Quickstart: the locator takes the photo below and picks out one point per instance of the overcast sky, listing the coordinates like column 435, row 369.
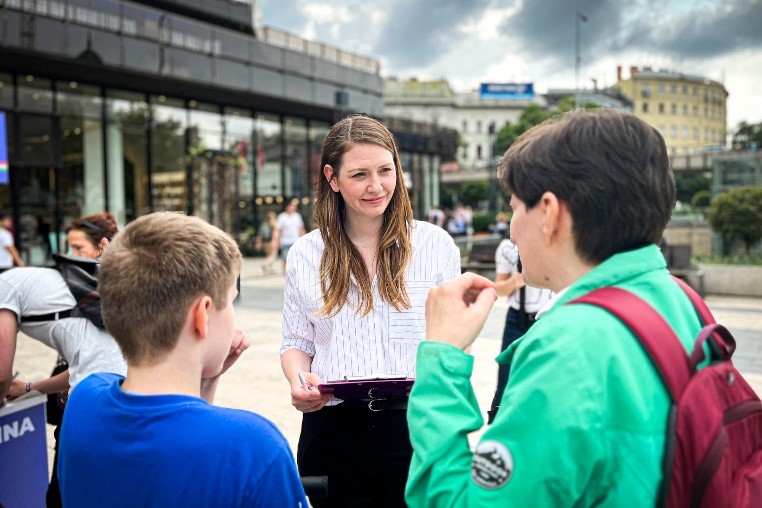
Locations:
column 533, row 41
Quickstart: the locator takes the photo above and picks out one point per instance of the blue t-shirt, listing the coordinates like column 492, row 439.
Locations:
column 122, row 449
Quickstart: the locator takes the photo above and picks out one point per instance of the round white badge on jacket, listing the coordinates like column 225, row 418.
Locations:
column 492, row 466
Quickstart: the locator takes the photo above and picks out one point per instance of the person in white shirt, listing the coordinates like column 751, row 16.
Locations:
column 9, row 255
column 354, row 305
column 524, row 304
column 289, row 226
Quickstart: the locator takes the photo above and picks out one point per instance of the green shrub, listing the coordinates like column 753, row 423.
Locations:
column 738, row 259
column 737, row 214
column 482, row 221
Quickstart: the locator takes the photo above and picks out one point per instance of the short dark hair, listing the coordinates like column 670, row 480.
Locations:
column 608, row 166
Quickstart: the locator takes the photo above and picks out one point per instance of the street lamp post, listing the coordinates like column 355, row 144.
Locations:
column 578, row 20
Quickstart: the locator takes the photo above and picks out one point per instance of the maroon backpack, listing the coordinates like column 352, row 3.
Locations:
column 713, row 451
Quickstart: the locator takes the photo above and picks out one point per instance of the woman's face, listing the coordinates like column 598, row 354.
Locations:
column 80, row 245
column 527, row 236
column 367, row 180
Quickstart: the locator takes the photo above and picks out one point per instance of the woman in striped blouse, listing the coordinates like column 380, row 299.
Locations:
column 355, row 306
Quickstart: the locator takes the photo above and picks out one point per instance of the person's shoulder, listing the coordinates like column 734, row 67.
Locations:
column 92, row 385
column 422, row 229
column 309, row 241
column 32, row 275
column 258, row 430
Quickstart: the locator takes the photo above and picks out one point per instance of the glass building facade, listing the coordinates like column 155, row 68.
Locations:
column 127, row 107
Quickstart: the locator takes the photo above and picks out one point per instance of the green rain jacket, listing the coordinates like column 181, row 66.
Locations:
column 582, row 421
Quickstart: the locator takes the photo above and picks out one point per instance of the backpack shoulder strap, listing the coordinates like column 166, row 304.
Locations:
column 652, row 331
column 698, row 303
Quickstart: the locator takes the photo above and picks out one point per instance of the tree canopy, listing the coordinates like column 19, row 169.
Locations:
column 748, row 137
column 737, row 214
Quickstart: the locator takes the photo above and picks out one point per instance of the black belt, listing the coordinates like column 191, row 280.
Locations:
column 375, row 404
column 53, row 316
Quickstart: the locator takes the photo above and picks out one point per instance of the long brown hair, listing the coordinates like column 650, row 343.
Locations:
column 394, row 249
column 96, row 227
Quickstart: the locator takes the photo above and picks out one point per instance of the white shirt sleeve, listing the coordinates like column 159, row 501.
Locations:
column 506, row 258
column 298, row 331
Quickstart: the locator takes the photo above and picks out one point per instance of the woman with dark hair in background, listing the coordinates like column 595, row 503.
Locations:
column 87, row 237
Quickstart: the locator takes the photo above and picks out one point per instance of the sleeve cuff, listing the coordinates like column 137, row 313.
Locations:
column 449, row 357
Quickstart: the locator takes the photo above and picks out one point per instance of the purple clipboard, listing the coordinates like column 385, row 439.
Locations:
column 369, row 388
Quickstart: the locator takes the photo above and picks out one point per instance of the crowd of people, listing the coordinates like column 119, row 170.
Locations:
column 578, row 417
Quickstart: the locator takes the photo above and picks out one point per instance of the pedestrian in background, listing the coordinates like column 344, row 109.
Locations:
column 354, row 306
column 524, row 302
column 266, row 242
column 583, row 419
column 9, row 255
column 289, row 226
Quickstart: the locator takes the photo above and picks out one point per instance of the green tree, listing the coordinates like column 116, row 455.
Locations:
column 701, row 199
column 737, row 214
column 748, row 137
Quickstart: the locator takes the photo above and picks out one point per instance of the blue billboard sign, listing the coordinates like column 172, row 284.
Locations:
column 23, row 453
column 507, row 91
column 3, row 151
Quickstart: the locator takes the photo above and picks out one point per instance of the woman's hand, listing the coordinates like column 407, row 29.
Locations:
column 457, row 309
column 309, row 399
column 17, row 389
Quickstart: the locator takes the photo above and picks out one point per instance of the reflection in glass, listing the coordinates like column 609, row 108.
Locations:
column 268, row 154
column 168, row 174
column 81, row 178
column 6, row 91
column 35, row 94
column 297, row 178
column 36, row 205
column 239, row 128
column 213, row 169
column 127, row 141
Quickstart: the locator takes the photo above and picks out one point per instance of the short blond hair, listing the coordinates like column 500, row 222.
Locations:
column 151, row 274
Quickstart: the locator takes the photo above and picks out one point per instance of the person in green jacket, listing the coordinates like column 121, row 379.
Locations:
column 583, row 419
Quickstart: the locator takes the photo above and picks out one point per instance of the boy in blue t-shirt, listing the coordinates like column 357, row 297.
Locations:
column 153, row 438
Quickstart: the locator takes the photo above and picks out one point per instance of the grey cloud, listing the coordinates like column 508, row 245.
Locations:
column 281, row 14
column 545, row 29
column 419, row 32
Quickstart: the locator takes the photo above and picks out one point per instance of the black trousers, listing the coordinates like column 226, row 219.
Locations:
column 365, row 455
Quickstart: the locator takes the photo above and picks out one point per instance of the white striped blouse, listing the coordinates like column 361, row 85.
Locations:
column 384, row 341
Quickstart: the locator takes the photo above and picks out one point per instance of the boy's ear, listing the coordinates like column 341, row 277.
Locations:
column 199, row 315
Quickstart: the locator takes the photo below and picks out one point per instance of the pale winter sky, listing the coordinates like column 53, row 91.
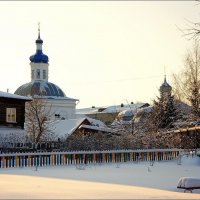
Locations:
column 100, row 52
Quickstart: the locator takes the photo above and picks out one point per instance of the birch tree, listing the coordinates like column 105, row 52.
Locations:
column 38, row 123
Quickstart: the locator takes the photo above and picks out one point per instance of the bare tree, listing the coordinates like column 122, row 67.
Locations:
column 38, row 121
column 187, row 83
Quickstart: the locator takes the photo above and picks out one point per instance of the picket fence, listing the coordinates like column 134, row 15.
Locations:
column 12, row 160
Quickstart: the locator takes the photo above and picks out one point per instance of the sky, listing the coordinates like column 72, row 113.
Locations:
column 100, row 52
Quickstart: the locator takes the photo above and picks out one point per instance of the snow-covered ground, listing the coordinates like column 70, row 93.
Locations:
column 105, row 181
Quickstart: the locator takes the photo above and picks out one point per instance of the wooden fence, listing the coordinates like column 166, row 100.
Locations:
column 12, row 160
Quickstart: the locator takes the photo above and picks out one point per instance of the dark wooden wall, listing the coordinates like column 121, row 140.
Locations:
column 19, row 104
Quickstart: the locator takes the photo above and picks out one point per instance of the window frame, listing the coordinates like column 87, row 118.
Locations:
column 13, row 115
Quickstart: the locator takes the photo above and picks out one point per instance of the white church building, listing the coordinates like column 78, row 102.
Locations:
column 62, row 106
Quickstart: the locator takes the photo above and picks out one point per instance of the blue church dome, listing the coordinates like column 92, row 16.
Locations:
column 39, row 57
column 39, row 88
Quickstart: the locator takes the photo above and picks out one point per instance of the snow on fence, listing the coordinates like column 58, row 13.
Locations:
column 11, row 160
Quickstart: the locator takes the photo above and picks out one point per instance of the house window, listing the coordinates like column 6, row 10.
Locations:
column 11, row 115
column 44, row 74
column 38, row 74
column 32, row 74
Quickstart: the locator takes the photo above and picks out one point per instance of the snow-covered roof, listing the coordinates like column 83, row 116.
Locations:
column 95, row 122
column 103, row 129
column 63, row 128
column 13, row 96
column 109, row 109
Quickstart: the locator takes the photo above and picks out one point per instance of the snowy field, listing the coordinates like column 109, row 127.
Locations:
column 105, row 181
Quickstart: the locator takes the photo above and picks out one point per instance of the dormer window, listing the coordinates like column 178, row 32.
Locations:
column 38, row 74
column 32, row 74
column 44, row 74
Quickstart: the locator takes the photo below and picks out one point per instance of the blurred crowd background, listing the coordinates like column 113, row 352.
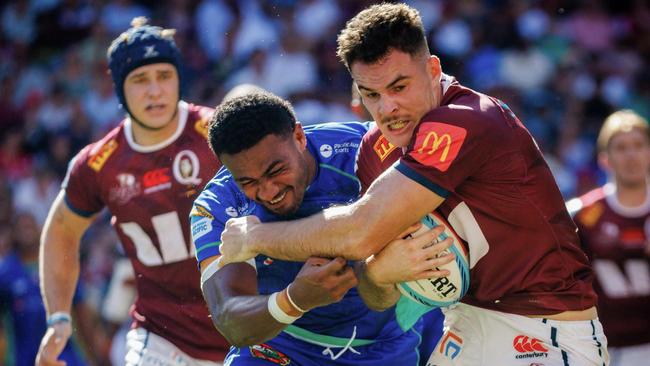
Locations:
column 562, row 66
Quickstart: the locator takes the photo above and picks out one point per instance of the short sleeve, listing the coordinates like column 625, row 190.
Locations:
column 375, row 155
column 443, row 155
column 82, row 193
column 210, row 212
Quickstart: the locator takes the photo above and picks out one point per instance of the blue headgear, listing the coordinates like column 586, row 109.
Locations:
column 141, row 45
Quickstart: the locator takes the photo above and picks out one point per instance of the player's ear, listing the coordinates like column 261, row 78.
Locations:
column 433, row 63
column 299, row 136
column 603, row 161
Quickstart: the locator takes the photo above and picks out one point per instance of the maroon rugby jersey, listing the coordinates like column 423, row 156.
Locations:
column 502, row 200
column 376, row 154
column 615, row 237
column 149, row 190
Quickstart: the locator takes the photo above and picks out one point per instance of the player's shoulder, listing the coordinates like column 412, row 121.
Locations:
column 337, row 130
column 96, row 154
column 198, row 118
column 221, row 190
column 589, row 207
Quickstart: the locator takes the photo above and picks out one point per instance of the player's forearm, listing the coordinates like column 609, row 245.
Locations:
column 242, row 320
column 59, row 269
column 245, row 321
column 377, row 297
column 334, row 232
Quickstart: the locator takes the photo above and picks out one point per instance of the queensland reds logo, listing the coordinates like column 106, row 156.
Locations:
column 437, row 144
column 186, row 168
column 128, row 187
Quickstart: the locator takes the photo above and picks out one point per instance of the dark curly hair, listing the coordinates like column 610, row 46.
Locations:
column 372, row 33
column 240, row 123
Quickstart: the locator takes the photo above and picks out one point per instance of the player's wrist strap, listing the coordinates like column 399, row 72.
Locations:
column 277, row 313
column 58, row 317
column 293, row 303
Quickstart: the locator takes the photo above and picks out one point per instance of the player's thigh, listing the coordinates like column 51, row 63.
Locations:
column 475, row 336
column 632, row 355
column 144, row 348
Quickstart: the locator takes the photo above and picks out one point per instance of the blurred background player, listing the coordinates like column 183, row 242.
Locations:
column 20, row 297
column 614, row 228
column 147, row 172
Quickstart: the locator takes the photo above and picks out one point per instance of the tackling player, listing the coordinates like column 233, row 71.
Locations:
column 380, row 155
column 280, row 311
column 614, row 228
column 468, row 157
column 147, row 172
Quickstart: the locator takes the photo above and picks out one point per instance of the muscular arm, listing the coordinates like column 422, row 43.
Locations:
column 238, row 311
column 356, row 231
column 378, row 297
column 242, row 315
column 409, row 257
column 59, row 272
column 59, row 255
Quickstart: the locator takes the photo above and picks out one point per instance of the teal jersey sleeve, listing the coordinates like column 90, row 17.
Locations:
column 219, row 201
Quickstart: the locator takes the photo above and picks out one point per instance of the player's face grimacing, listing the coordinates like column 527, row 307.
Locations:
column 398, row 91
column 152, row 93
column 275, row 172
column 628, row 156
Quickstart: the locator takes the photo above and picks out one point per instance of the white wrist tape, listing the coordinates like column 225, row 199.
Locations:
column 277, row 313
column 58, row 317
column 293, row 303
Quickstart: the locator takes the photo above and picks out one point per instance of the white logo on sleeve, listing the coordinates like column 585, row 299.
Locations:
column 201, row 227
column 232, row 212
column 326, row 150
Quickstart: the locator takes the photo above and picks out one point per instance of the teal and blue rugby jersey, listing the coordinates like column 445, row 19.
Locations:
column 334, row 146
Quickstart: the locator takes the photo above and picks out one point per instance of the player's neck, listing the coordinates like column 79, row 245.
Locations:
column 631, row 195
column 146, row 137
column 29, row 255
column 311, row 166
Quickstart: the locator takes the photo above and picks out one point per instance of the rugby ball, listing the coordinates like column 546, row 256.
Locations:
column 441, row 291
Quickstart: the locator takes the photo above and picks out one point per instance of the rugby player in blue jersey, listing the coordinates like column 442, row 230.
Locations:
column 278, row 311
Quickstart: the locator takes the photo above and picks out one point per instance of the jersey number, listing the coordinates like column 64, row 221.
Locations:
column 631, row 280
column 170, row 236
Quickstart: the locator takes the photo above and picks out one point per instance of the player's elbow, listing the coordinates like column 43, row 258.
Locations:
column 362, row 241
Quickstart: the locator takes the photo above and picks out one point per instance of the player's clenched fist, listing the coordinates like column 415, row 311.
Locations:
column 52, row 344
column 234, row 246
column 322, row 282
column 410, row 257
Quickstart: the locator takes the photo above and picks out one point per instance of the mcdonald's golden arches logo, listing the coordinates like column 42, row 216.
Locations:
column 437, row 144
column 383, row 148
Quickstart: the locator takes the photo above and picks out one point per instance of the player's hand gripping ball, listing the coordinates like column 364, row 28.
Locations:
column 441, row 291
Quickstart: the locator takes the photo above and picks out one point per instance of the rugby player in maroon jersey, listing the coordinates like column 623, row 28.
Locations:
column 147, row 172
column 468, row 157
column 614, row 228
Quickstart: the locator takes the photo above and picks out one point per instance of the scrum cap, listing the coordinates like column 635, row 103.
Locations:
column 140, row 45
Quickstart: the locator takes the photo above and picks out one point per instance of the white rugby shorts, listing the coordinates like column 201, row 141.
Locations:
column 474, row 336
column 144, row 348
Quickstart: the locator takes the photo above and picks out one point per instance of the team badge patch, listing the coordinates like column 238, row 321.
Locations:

:::::

WORK INSTRUCTIONS |
Copy out all lines above that include the string "covered".

EXERCISE RESULT |
Quickstart: the locator takes the photo above and picks out one point per instance of the snow-covered ground, listing the coordinates like column 70, row 93.
Quickstart: the locator takes the photo above and picks out one point per instance of the snow-covered roof, listing the coordinates like column 83, row 116.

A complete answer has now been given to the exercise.